▶ _Task_
Each entry should be set down again verbatim, with the images omitted.

*** Record excerpts Section Begins ***

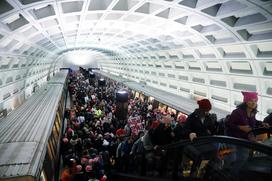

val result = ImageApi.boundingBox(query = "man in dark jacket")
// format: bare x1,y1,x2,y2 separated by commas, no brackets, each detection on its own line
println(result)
184,99,217,140
173,115,187,141
152,115,173,146
182,99,219,177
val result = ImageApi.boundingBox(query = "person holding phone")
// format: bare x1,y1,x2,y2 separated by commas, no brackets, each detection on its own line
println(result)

*** Record excerpts Section Ends ***

▶ _Solution for this task_
val result = ImageApi.boundingBox(query = "man in dark jacket")
// format: bare x1,y1,x2,y2 separated by commas, no brackets, each detection on its own line
println(result)
184,99,217,140
173,115,187,141
152,115,173,146
182,99,219,177
val result = ImageApi.boundingBox(query = "person holding phone")
// format: bare x1,y1,x2,y2 separated by commas, no brackets, each detection on its own line
println(result)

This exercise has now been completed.